◆ **EXERCISE REQUIREMENTS**: Please print, word for word, every line from the one that contains "Query: tire" through the last line of the records, and nothing else.

========================================================================

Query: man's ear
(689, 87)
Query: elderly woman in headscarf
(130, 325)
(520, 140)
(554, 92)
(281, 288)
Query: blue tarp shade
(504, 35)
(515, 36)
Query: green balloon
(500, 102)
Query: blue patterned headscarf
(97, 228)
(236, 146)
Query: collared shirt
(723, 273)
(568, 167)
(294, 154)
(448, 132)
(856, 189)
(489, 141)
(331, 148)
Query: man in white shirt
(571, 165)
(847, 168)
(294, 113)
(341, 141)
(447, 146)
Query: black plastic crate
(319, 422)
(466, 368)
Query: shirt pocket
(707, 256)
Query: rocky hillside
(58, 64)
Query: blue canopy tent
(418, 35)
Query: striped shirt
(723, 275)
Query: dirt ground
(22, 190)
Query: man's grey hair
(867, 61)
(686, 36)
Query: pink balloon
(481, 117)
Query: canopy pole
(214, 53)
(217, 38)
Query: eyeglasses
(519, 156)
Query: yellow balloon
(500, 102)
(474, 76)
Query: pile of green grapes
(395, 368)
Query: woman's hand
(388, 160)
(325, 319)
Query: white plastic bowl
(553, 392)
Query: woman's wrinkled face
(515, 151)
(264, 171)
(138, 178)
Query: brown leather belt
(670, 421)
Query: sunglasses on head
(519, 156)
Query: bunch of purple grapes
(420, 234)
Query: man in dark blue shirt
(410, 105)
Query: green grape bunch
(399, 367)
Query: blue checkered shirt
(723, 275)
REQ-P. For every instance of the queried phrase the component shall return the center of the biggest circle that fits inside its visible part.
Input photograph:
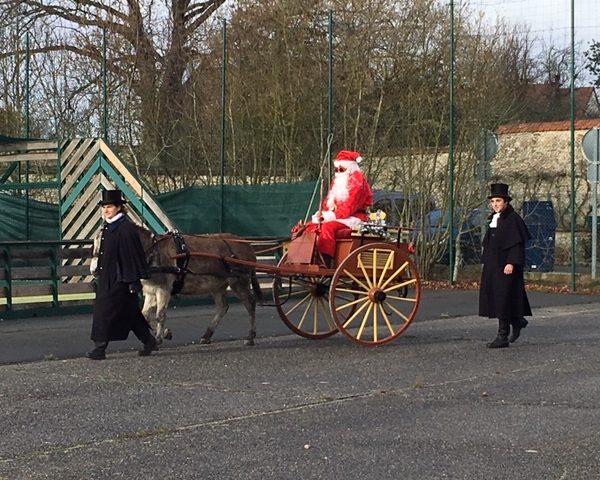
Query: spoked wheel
(303, 304)
(386, 288)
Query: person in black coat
(502, 290)
(121, 265)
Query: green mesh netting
(27, 219)
(249, 211)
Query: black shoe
(97, 353)
(517, 330)
(150, 346)
(499, 342)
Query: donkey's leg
(241, 288)
(149, 305)
(163, 296)
(222, 307)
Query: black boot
(501, 340)
(517, 325)
(98, 352)
(150, 345)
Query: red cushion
(343, 233)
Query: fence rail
(47, 277)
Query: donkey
(198, 275)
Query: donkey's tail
(256, 287)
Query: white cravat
(494, 222)
(115, 218)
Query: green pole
(27, 133)
(329, 95)
(223, 100)
(451, 153)
(104, 89)
(572, 100)
(27, 58)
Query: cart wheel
(387, 290)
(303, 304)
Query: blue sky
(548, 19)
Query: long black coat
(500, 295)
(121, 262)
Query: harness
(182, 259)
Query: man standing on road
(502, 290)
(121, 265)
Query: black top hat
(112, 197)
(499, 190)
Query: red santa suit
(346, 203)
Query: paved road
(435, 404)
(41, 338)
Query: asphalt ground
(434, 404)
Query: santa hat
(345, 156)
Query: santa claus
(345, 205)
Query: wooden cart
(371, 294)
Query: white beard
(339, 189)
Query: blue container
(540, 251)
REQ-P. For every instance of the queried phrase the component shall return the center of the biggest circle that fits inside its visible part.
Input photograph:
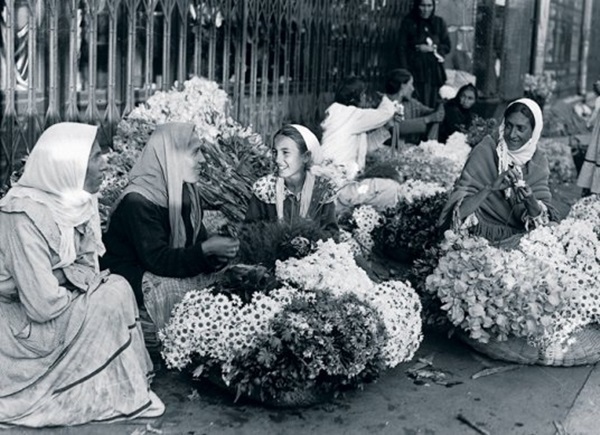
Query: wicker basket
(294, 399)
(585, 349)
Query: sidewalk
(526, 400)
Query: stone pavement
(525, 400)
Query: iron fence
(94, 60)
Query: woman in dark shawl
(458, 112)
(503, 189)
(155, 237)
(423, 43)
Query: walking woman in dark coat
(458, 112)
(424, 42)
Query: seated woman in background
(417, 122)
(295, 192)
(71, 346)
(503, 188)
(155, 234)
(347, 123)
(458, 112)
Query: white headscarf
(54, 176)
(521, 156)
(159, 177)
(312, 145)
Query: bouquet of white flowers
(235, 155)
(542, 291)
(324, 328)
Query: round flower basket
(583, 348)
(323, 327)
(292, 399)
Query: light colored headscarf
(54, 176)
(312, 145)
(521, 156)
(158, 177)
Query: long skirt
(99, 371)
(589, 176)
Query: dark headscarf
(416, 13)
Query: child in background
(589, 176)
(458, 112)
(346, 126)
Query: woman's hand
(424, 48)
(506, 179)
(221, 247)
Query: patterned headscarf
(158, 176)
(54, 176)
(521, 156)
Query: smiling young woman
(503, 188)
(295, 192)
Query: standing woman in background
(424, 42)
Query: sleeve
(31, 268)
(328, 220)
(421, 109)
(150, 234)
(370, 119)
(255, 212)
(445, 45)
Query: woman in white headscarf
(503, 188)
(155, 236)
(296, 192)
(71, 347)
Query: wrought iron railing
(94, 60)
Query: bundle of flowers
(588, 209)
(539, 87)
(542, 291)
(411, 228)
(480, 128)
(363, 221)
(324, 328)
(560, 159)
(235, 155)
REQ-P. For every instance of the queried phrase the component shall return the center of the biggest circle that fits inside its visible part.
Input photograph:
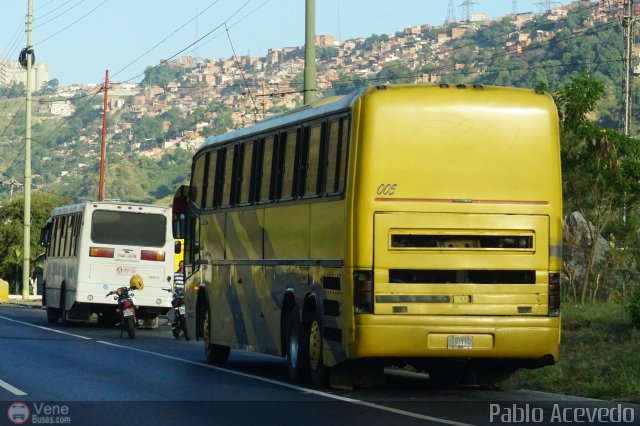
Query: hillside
(154, 127)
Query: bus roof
(317, 109)
(79, 207)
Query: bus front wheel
(53, 314)
(298, 348)
(215, 354)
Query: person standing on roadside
(178, 278)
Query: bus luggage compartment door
(461, 264)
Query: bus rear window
(127, 228)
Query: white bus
(95, 247)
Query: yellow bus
(400, 225)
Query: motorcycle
(126, 309)
(179, 323)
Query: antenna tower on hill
(467, 5)
(451, 12)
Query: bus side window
(341, 172)
(197, 181)
(61, 236)
(287, 164)
(332, 158)
(313, 160)
(227, 184)
(45, 237)
(54, 242)
(245, 178)
(76, 234)
(69, 235)
(266, 156)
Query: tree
(12, 230)
(601, 167)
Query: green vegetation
(11, 231)
(598, 356)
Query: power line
(166, 38)
(70, 25)
(164, 61)
(59, 15)
(241, 71)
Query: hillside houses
(270, 86)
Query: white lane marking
(295, 387)
(14, 390)
(46, 328)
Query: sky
(80, 39)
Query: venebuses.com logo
(18, 413)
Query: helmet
(136, 282)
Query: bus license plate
(460, 342)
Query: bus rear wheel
(297, 349)
(215, 354)
(130, 326)
(319, 373)
(53, 314)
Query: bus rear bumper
(503, 338)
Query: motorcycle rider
(178, 278)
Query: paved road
(102, 378)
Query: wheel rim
(315, 346)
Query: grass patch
(598, 356)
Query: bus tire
(215, 354)
(63, 300)
(297, 348)
(53, 314)
(183, 326)
(130, 326)
(319, 372)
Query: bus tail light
(101, 252)
(554, 294)
(152, 255)
(362, 292)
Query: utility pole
(467, 4)
(310, 90)
(451, 12)
(627, 33)
(103, 148)
(27, 162)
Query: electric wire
(70, 25)
(64, 12)
(165, 39)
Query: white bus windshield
(128, 228)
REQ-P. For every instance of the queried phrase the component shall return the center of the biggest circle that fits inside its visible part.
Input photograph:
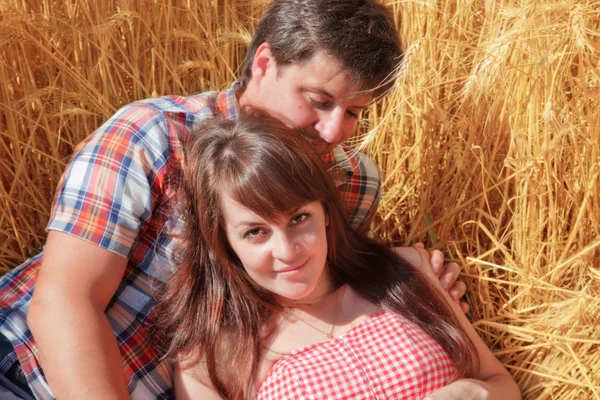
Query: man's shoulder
(354, 161)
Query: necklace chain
(335, 313)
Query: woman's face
(286, 257)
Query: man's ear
(263, 62)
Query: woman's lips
(292, 269)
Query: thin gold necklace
(335, 311)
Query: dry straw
(489, 144)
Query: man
(315, 64)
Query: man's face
(316, 95)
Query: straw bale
(489, 144)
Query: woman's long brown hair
(211, 312)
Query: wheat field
(489, 144)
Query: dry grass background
(490, 144)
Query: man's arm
(78, 348)
(447, 274)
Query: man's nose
(330, 127)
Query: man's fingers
(449, 276)
(436, 259)
(458, 290)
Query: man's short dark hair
(361, 34)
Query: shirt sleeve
(361, 193)
(113, 180)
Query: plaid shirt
(117, 193)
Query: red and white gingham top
(384, 357)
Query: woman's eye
(319, 104)
(300, 218)
(253, 233)
(352, 114)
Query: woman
(276, 296)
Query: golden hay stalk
(489, 143)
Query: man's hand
(446, 273)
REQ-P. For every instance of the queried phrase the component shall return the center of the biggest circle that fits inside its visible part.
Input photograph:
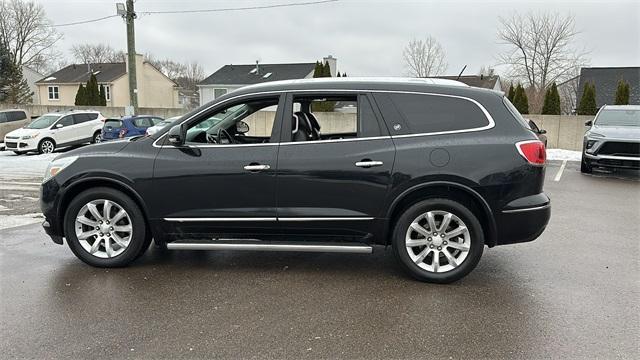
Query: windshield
(43, 122)
(618, 118)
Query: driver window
(249, 122)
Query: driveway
(573, 293)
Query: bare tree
(97, 53)
(26, 31)
(424, 58)
(540, 49)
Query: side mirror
(242, 127)
(175, 136)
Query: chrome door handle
(256, 167)
(369, 163)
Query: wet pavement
(573, 293)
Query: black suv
(433, 168)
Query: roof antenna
(461, 71)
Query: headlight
(58, 165)
(27, 137)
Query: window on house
(54, 93)
(218, 92)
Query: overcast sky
(367, 37)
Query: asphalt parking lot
(573, 293)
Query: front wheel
(46, 146)
(105, 228)
(438, 240)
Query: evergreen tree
(551, 101)
(588, 101)
(512, 93)
(81, 96)
(520, 100)
(102, 96)
(622, 93)
(326, 70)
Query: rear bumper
(524, 219)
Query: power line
(316, 2)
(85, 21)
(240, 8)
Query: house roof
(77, 73)
(606, 80)
(246, 74)
(481, 81)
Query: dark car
(433, 168)
(613, 139)
(128, 126)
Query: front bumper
(523, 219)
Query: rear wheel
(438, 240)
(105, 228)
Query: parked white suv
(55, 130)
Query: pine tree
(326, 70)
(520, 100)
(512, 93)
(81, 96)
(588, 101)
(102, 96)
(551, 101)
(622, 93)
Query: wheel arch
(88, 183)
(449, 190)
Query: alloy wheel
(104, 228)
(46, 147)
(438, 241)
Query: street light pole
(130, 16)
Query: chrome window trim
(488, 116)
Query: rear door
(335, 181)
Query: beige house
(154, 88)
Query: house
(32, 76)
(483, 81)
(154, 88)
(606, 81)
(232, 77)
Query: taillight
(533, 151)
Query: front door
(334, 165)
(223, 180)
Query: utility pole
(130, 15)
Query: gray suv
(613, 141)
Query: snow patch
(9, 221)
(560, 154)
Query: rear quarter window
(425, 113)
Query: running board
(301, 247)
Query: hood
(24, 132)
(617, 132)
(110, 147)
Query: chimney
(332, 64)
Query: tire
(585, 166)
(133, 219)
(97, 138)
(46, 146)
(421, 270)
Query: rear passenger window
(424, 113)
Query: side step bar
(257, 246)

========================================================================

◆ **TASK OUTPUT**:
Query: tire
(585, 166)
(133, 219)
(97, 138)
(46, 146)
(421, 270)
Query: rear passenger window
(424, 113)
Query: side step bar
(257, 246)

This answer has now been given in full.